◆ **Exercise input**
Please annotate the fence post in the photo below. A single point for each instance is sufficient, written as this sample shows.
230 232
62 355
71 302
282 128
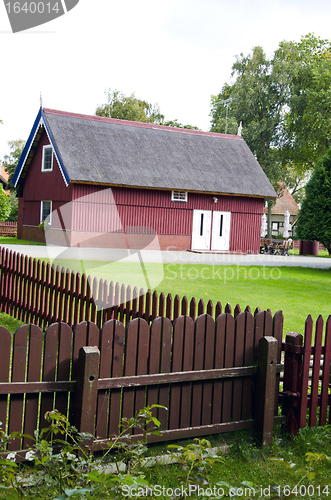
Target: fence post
292 378
87 388
265 389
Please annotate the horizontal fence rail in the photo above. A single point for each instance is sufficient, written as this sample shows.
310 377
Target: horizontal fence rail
35 292
202 371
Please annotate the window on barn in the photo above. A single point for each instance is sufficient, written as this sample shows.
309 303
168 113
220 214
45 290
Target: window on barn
46 211
47 163
179 196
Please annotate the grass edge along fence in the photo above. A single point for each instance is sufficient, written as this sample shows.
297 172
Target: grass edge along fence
212 376
35 292
205 372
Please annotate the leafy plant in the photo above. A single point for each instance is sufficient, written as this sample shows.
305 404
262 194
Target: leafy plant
304 474
196 459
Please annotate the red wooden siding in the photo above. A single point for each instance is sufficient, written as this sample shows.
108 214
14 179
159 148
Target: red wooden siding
145 211
100 209
159 198
40 186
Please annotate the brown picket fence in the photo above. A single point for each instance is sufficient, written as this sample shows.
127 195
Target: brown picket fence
205 372
212 376
8 228
306 397
35 292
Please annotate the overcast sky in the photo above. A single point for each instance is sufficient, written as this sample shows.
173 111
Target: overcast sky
176 53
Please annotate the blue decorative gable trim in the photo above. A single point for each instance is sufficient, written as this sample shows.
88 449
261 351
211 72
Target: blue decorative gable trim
40 120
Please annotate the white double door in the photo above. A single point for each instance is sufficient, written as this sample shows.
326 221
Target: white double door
211 230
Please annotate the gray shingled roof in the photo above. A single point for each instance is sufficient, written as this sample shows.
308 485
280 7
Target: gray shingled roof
97 150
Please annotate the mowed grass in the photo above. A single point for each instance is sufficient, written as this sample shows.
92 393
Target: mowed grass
12 240
297 291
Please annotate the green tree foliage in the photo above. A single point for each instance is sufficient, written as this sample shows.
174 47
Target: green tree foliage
4 205
284 104
10 161
258 95
314 219
130 108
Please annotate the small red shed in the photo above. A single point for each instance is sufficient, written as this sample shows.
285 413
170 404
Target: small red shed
102 182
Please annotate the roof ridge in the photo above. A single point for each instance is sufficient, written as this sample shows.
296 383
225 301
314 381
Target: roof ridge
129 123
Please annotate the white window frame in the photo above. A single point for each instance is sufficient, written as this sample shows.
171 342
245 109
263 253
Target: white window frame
179 196
41 211
43 169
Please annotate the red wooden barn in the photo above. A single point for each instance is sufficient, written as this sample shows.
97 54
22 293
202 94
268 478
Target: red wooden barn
103 182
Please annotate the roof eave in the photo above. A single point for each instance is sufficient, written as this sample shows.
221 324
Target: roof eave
39 121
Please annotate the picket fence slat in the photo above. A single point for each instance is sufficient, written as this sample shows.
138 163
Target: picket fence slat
326 375
38 293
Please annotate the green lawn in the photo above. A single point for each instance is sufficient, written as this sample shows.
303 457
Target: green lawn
12 240
297 291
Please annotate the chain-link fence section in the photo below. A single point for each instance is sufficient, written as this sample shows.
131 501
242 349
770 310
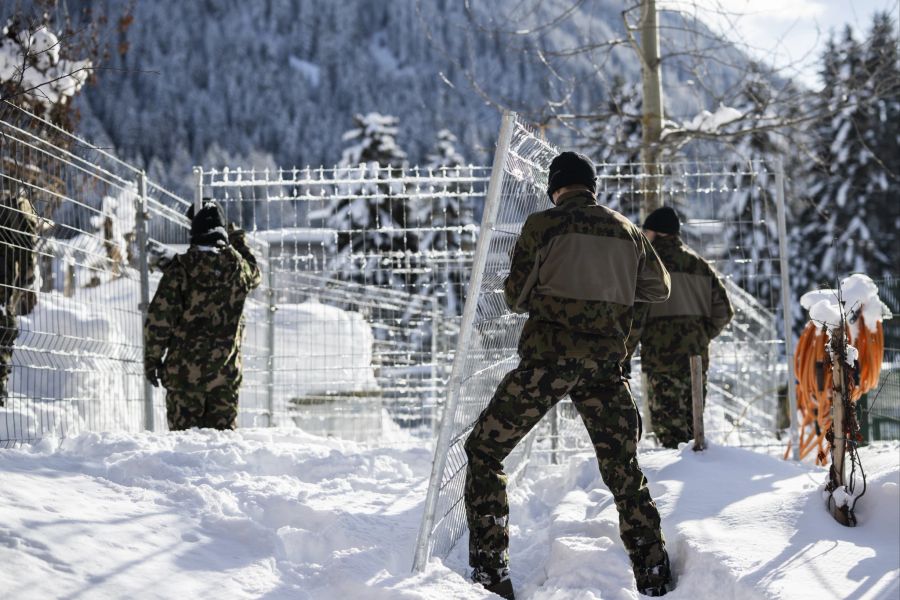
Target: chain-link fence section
350 334
367 267
730 219
71 354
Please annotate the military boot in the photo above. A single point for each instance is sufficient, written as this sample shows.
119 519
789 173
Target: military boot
496 581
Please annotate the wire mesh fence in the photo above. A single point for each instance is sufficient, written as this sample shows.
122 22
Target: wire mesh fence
367 267
730 218
880 408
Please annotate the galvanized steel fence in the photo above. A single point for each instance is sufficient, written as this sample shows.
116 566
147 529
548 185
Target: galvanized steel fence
732 214
350 333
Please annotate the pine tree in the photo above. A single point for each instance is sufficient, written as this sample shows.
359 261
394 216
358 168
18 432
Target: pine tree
375 246
851 222
448 238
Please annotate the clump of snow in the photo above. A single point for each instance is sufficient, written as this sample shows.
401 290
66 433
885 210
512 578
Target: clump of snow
825 313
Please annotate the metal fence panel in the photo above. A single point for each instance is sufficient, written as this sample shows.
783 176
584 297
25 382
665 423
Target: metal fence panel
730 219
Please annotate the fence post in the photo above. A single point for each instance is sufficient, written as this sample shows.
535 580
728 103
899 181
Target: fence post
554 434
270 317
144 268
787 316
647 414
442 447
697 401
837 475
435 332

◆ **Direction**
Reproduce the material in full, word for word, and omit the pictures.

◆ **Output below**
Please annotate the fence post in the photo below. A single point for each instance is sufficient, written as this sample shows.
230 232
62 355
71 302
282 128
Target: fence post
292 378
87 388
265 389
Please annotate the horizontal fence rail in the photo above. A single point for each instance is sufficient, written as this sample shows.
310 377
Target: horizontal fence rail
35 292
202 371
Please annotate the window on barn in the photo above. A single point for each instance is sufficient, written as this sample shows.
309 303
168 113
220 214
45 290
Target: window on barn
46 211
47 163
179 196
Please annotate the grass edge along fence in the photo above. A single point for each instance is sufficient, written as this sample shows.
297 172
Target: grass edge along fence
212 376
35 292
205 372
Please annotate the leafy plant in the photo above. A single point for each instance is sufficient, written as this sample shows.
305 404
262 194
Target: leafy plant
304 474
196 459
Please annotate the red wooden siding in the photo above. A single point for each instance is sufficient, written as this sample shows.
108 214
14 179
159 148
Target: red wooden siding
145 211
100 209
159 198
40 186
Please annotate the brown picket fence in the photo above. A single point for each instance is sufficient, written as this sample shows.
127 195
Target: brown picket fence
205 372
212 376
8 228
306 397
35 292
Please annotate the overcast sky in the photo above. A single point for each instance is sufficient, written as this sample shows.
173 111
Target: overcast sky
176 53
Please annotate the blue decorative gable trim in the photo above. A single point for each instance is sufficient, written as this sample shows.
88 449
261 351
211 72
Target: blue decorative gable trim
40 120
Please annotate the white double door in the photo above. A single point for each instance is sufficient, written as this sample shows.
326 221
Target: white double door
211 230
Please annotate the gray shingled roof in the photo above. A single point for each instance is sufficient, written as this sample shows.
308 485
280 7
Target: gray shingled roof
97 150
Please annotate the mowed grass in the photo above. A single point for each instance is sufficient, written as this sample shows.
92 393
Target: mowed grass
12 240
297 291
Please annotate the green tree foliage in the photo above. A single point for each instance is sufficient, written as this sample shows.
174 47
Target: green tree foliage
4 205
284 104
10 161
258 95
314 219
130 108
Please annotate the small red shed in the photo above. A single point for each instance is sufficient, written as this sample shows.
285 413
170 404
Target: small red shed
102 182
Please annotate the roof ridge in the photo above. A single point for each instance is sufficient, written as this sample shows.
296 383
225 301
314 381
Target: roof ridge
129 123
Please annotate the white window frame in the photo above. A single point for each instance is sufficient, written as this sample shows.
171 342
245 109
263 253
Target: white window frame
179 196
41 211
43 169
Please annotate the red wooden barn in the photo above. A single point for each instance is sufficient, written as this sample shows.
97 54
22 293
202 94
268 478
Target: red wooden barn
103 182
Please annotate the roof eave in the photo above. A single point for each instance is sufficient, written as this sample shows.
221 324
Target: roof eave
39 121
Please annotate the picket fence slat in the photo above. A single point for each instance is sufficient, written as this sample shows.
138 163
Target: picket fence slat
326 375
38 293
Please annotate the green lawn in the photo above. A single point for each instance is sufficient, written as this sample shows.
303 457
Target: green lawn
12 240
297 291
Please annotate the chain-link fence section in the photo below. A single point for each instance is sufficient, written as this sample shows.
131 501
242 349
770 310
Target: chain-link fence section
350 334
367 267
730 219
71 354
Please annotate the military boot in the photo above. A single point for each instance is sufficient, written as this sample shows.
119 519
789 173
Target: military boot
496 581
Please annotate the wire mesh fence in the photo above. A single point for each instance is sufficient, written as this sample shows.
122 22
Target: wire mesh fence
367 267
730 218
880 408
Please annotate the galvanized steel fence in the photo above. A single point for each instance is sufficient, written as this sample shows.
116 566
147 529
548 185
Target: galvanized steel fence
732 214
350 333
Please annotate the pine tree in the photo above. A single point for each instance is sufficient, written as this sample shows.
359 261
394 216
358 168
18 432
Target: pine tree
375 246
851 222
448 238
Please annotate the clump of snow in the photo above. A single point for each instance is sufficient, written as this sample shows.
401 290
66 433
885 210
512 578
Target: clump of snow
825 313
Please annotate the metal fence panel in the photo above. A single point for each instance is sufficient, written as this sample shows.
783 176
584 297
25 382
665 423
Target: metal fence panel
730 219
Please annotate the fence post in the photo above. A single point for each instance is sufficient, written as this sample shows.
535 580
728 103
899 181
Target: fence post
554 434
270 317
144 268
787 316
647 414
442 447
697 401
837 475
435 332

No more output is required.